WORK REQUIRED — Reproduce the lines exactly as they appear, beginning with the line that contains "Annotation task — pin every instance of the child" and continuing through the last line.

RECORD EXTRACTS —

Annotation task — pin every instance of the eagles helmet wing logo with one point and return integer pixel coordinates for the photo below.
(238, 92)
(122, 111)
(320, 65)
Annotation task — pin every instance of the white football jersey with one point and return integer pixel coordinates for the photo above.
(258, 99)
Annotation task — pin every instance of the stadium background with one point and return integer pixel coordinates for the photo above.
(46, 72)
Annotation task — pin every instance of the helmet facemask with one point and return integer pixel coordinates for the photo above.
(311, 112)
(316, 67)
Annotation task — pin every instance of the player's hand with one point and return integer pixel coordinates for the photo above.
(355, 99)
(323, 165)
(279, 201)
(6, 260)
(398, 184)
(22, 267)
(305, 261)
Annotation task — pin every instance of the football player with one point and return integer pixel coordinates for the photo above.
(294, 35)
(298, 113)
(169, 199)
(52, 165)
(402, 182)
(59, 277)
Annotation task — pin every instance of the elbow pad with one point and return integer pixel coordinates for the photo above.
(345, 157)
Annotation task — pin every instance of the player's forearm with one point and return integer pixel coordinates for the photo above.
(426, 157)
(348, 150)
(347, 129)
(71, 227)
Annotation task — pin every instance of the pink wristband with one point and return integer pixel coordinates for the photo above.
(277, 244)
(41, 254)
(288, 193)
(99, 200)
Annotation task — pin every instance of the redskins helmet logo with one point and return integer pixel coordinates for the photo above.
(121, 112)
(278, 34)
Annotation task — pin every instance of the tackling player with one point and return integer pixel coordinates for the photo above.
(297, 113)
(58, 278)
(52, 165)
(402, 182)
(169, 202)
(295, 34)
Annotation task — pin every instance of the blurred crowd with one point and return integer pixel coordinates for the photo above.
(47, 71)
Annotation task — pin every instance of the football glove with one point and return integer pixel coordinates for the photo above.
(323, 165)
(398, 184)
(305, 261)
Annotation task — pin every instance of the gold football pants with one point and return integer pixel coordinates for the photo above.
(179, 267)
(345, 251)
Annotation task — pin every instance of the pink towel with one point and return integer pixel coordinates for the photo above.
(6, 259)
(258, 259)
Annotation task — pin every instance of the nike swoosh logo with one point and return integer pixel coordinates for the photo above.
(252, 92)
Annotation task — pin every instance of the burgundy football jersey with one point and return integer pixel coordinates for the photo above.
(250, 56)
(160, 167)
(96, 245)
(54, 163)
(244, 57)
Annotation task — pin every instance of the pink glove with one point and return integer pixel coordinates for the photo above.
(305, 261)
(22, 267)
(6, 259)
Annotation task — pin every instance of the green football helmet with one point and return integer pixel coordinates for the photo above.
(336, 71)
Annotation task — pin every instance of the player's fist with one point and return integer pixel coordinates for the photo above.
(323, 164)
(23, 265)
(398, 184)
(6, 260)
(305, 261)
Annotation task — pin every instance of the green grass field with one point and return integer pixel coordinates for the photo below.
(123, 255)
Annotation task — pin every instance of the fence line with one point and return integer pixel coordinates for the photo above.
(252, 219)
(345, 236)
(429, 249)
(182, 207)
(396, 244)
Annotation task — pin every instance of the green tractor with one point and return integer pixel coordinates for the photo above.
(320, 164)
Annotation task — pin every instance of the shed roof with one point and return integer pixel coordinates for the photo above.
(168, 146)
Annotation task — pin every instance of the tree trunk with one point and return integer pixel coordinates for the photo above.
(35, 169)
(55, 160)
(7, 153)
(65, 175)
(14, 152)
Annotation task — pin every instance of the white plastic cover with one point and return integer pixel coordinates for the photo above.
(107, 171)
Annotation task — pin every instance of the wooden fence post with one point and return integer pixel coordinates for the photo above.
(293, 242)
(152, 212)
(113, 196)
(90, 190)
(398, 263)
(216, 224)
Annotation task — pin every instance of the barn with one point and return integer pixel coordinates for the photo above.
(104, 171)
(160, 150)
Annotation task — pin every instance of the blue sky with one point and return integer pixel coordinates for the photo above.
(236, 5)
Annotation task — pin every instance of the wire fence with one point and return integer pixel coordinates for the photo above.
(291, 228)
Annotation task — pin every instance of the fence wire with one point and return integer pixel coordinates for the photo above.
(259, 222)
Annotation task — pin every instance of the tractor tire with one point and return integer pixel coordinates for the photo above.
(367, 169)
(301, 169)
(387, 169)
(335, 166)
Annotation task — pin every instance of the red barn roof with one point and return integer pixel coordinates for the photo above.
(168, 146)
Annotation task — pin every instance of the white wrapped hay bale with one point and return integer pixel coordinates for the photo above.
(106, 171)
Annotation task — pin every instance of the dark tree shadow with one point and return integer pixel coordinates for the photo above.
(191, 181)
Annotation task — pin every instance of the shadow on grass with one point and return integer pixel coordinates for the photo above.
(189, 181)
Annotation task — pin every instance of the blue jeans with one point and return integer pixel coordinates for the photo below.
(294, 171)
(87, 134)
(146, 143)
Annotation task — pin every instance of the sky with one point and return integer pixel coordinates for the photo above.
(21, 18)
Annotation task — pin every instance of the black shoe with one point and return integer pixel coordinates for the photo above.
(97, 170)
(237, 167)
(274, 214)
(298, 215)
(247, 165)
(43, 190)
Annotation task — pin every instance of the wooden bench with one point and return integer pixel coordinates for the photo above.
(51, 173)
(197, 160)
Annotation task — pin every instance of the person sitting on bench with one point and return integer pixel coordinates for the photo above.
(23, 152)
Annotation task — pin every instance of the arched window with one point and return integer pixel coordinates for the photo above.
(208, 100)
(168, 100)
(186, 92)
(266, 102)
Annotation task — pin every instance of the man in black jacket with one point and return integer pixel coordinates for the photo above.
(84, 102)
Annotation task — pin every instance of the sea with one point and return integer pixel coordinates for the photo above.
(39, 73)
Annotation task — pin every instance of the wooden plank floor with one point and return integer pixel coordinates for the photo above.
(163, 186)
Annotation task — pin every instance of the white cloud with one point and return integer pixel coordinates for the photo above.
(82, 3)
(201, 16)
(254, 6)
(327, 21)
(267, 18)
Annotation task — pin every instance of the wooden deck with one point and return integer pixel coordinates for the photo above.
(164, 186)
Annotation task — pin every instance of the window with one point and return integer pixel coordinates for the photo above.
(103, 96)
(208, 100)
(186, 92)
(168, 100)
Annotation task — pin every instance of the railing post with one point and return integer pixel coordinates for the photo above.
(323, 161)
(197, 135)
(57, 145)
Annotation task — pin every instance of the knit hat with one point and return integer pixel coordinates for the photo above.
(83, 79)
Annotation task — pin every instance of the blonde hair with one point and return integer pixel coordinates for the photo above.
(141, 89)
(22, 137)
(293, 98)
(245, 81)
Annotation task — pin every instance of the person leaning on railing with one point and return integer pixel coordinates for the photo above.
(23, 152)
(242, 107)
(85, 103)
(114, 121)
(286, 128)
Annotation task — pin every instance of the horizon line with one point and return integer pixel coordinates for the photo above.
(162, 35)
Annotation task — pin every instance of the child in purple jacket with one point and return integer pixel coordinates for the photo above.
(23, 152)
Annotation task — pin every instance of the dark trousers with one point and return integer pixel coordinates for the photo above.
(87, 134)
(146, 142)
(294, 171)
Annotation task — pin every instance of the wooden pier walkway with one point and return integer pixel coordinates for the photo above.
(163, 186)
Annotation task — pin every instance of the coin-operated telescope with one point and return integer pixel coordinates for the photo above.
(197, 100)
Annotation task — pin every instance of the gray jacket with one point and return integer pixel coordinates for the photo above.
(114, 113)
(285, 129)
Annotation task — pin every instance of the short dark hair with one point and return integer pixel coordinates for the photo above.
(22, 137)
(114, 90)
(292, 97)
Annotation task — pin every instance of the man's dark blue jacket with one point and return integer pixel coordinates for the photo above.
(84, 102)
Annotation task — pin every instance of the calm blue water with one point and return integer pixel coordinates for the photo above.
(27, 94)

RESULT OF THIS EXERCISE —
Annotation task — pin every instance of the child in purple jacket with one point and return integer pixel coordinates for the photo above.
(23, 152)
Annotation task — pin every instance of the dark trousers with one point and return integer pixel coordinates for the photo above.
(87, 134)
(146, 142)
(294, 171)
Annotation task — pin every instance of the wooden pier walkway with one point and return integer pixel coordinates for the photo above.
(163, 186)
Annotation task — pin every instance of the coin-operated telescope with one point and return integer pixel coordinates for the photo above.
(197, 100)
Annotation task — pin every instance of the gray jacket with one point and return integer pixel coordinates for the photo above.
(114, 113)
(285, 129)
Annotation task — pin every instance of the short dark hair with one point and return integer pixel coordinates for the photo above.
(22, 137)
(114, 90)
(292, 97)
Annotation task — pin every instance of the man's dark blue jacket with one point and return integer pixel coordinates for the photo above.
(84, 102)
Annotation task — pin every instance of the calm blue water with one point and return integer pixel coordinates for the photo above.
(27, 94)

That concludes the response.